Instructions for the task ▸ Reproduce the records verbatim, from their first line through the line containing "[234,333,611,479]", with that line included.
Available records start
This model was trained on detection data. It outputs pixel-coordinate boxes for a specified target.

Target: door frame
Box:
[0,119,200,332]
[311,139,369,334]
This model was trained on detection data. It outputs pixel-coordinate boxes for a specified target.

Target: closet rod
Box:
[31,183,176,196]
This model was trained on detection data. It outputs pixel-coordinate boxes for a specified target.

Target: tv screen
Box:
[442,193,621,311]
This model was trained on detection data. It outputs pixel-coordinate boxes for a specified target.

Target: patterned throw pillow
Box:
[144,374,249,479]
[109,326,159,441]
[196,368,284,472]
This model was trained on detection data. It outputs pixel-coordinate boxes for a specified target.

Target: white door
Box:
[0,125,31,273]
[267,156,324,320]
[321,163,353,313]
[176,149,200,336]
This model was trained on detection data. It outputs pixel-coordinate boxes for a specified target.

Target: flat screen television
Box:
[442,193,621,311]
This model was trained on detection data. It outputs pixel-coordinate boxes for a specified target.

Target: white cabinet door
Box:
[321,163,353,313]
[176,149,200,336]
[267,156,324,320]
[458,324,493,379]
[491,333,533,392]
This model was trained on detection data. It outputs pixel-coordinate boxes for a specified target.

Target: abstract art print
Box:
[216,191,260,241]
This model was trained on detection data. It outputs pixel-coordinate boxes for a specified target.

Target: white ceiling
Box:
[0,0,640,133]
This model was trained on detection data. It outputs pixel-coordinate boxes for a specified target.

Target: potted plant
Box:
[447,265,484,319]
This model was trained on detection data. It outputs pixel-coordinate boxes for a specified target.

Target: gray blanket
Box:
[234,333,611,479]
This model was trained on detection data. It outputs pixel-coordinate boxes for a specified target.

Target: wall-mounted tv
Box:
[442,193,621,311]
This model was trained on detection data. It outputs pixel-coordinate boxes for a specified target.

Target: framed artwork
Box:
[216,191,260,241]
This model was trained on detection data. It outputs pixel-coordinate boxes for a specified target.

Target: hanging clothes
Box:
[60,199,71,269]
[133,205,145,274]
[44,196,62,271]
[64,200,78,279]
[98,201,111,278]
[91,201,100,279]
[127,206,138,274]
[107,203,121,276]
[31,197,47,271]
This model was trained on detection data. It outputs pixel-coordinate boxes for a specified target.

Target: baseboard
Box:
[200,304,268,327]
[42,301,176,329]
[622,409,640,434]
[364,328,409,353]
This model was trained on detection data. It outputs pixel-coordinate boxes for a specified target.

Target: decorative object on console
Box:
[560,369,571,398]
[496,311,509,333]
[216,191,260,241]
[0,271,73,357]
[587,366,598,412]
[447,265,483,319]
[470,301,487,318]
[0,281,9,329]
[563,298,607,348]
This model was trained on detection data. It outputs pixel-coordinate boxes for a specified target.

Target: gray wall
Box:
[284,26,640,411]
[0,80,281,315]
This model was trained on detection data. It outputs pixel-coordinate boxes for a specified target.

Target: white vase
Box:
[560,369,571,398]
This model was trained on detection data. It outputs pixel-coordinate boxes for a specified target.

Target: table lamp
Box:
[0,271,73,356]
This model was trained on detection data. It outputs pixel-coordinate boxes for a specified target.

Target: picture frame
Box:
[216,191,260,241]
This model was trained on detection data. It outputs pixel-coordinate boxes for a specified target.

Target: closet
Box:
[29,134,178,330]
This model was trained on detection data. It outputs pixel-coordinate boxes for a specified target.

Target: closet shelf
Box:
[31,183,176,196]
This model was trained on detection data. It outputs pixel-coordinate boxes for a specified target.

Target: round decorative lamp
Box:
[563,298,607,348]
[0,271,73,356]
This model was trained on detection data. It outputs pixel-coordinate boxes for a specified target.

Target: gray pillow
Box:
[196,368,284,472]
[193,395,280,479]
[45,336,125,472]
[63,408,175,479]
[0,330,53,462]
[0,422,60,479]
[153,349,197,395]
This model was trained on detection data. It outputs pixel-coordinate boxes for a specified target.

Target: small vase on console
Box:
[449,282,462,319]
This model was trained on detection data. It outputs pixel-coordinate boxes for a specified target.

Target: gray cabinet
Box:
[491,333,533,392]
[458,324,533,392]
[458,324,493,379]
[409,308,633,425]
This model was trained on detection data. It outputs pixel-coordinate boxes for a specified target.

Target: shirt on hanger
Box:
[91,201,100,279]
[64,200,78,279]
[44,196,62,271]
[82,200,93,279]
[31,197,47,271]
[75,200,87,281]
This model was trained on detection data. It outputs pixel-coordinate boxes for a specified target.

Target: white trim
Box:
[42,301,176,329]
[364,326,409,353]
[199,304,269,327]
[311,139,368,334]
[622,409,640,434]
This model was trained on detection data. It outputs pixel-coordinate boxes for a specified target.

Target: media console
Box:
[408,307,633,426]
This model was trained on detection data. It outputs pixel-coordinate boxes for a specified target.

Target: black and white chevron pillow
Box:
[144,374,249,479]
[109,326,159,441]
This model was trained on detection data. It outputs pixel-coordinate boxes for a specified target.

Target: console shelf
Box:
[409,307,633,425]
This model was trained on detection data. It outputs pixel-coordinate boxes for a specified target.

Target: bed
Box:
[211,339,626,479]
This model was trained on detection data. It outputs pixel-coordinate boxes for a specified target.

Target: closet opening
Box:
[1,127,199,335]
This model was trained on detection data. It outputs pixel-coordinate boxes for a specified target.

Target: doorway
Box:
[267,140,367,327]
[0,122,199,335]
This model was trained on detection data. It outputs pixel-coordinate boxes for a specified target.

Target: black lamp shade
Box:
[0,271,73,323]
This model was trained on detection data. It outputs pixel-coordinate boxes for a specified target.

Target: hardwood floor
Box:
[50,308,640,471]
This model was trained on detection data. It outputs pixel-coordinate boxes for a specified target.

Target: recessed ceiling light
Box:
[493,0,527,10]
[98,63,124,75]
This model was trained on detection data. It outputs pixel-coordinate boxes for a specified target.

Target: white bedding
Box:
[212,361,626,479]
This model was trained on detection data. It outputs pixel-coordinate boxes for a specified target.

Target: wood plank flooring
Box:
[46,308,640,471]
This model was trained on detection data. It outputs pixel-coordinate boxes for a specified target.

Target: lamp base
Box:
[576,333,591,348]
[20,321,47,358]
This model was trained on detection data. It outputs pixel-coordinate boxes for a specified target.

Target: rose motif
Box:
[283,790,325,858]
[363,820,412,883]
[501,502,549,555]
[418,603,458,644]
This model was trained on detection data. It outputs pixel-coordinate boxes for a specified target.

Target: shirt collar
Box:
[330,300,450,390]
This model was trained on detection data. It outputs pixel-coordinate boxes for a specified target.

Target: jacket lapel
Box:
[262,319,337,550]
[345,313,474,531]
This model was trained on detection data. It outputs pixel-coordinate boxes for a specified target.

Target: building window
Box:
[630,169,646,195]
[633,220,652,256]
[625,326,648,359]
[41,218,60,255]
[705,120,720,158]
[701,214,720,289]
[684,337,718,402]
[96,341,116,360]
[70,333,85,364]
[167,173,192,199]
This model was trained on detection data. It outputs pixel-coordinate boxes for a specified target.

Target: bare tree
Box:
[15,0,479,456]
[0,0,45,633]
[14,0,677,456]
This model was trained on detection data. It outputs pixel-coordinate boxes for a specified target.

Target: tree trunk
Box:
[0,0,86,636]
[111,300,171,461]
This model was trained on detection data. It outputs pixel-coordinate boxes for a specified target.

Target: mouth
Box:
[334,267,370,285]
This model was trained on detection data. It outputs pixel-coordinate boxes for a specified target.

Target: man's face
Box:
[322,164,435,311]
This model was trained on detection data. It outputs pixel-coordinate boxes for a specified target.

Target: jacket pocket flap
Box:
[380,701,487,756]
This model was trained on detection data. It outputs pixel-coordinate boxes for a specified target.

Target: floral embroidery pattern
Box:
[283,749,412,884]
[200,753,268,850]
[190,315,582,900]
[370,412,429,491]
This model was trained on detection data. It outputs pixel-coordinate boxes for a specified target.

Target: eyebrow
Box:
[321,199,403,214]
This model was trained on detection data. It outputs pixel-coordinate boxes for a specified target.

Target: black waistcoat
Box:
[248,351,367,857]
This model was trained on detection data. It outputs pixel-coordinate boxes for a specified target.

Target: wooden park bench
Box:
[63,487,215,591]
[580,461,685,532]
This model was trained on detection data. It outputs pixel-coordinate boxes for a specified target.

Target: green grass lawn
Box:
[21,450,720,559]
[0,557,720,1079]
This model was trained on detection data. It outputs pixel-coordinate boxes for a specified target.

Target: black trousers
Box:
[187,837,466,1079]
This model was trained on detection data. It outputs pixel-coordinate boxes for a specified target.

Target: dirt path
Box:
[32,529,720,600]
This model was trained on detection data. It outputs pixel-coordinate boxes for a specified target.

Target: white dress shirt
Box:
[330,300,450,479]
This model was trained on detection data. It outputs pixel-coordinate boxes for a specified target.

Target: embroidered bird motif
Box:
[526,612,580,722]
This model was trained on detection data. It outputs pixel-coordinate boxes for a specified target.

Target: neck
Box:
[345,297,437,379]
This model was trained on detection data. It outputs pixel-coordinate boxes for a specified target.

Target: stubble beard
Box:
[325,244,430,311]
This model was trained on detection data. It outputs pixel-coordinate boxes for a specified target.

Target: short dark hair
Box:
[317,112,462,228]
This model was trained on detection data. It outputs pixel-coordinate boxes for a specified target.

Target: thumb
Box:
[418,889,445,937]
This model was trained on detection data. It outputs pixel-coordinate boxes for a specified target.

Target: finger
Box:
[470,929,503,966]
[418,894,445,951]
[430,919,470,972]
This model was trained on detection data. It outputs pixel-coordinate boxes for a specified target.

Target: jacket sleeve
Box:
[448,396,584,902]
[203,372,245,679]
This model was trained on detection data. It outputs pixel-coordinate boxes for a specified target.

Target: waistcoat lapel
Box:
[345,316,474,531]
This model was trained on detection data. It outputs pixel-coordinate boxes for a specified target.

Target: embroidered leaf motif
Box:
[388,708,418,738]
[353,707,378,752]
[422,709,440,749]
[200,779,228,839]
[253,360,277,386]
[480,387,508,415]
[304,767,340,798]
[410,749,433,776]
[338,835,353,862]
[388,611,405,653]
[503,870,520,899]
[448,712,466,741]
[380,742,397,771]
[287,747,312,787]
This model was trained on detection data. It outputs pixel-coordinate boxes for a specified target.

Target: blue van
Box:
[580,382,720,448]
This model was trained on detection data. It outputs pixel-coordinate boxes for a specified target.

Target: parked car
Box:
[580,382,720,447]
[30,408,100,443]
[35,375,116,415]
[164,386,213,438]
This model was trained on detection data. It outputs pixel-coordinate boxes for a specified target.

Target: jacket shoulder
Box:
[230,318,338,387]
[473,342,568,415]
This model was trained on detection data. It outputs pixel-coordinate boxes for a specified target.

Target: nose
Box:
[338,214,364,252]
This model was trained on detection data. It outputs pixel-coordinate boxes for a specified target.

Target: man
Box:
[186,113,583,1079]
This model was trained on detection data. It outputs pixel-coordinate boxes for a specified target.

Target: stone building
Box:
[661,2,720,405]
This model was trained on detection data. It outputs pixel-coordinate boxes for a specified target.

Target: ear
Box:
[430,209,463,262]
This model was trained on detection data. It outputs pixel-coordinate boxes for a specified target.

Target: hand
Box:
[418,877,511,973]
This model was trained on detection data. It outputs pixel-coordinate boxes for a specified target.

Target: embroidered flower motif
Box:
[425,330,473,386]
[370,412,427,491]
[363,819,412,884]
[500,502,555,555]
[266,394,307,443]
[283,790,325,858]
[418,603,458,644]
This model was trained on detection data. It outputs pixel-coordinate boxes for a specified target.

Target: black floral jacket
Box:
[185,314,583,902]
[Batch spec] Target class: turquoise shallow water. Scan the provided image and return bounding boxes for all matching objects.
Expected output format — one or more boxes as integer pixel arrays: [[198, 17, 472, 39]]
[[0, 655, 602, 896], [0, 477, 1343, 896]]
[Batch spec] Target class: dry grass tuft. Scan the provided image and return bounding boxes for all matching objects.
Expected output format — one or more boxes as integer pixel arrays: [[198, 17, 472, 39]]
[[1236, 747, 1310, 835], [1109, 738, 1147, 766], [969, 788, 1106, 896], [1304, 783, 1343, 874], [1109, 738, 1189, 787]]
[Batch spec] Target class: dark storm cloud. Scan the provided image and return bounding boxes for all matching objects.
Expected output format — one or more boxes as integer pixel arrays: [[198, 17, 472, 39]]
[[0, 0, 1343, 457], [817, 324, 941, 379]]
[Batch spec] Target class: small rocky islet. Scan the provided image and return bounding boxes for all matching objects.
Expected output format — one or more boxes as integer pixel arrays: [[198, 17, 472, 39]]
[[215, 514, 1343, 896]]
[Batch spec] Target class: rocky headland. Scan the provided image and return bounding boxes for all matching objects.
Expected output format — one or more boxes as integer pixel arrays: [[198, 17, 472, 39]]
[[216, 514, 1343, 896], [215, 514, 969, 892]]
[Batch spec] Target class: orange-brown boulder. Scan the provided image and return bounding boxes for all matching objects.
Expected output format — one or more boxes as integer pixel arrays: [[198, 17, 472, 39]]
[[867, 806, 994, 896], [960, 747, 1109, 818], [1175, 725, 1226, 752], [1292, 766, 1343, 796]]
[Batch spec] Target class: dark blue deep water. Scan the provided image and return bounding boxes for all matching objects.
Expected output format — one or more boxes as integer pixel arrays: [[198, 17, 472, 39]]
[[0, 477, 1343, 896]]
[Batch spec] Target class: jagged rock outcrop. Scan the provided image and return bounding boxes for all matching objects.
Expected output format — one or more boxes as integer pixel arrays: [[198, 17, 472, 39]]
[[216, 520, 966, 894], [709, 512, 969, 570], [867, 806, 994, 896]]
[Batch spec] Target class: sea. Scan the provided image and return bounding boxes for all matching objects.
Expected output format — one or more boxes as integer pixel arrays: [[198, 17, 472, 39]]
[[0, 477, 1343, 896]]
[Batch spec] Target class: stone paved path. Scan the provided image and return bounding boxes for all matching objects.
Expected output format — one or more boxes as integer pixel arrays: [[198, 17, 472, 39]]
Available records end
Full solution ▸
This model was trained on detection data. It outputs pixel-coordinate boxes for a specified target.

Target: door frame
Box:
[0,119,200,332]
[311,139,369,334]
This model was trained on detection data. It outputs pixel-coordinate boxes for a specified target.

Target: closet rod
Box:
[31,183,176,196]
This model was trained on detection data. It outputs pixel-coordinate boxes for a specified target.

Target: tv screen
Box:
[442,193,621,311]
This model was trained on detection data. It outputs pixel-coordinate boxes for a specified target.

Target: patterned throw pillow
Box:
[144,374,249,479]
[109,326,159,441]
[196,368,284,472]
This model was trained on detection data. It outputs pixel-coordinate boxes for a specified target.

Target: white door
Box:
[0,125,31,273]
[267,156,324,320]
[321,163,353,313]
[176,149,200,336]
This model was trained on detection data. It outputs pixel-coordinate boxes for a specified target.

Target: flat screen television
Box:
[442,193,621,311]
This model was trained on detection data. It outputs pixel-coordinate boxes for a specified target.

Target: white cabinet door
Box:
[321,163,353,313]
[176,149,200,336]
[267,156,324,320]
[458,324,493,379]
[491,333,533,392]
This model was trained on detection data. It outputs pixel-coordinate boxes for a specified target.

Target: abstract art print
Box:
[216,191,260,241]
This model was trained on detection data. It outputs pixel-coordinate boxes for a specified target.

Target: white ceiling
Box:
[0,0,640,133]
This model was trained on detection data. It outputs pixel-coordinate boxes for a specified target.

Target: potted plant
Box:
[447,265,484,319]
This model was trained on detection data. It outputs pixel-coordinate boxes for a specified target.

Target: gray blanket
Box:
[234,333,611,479]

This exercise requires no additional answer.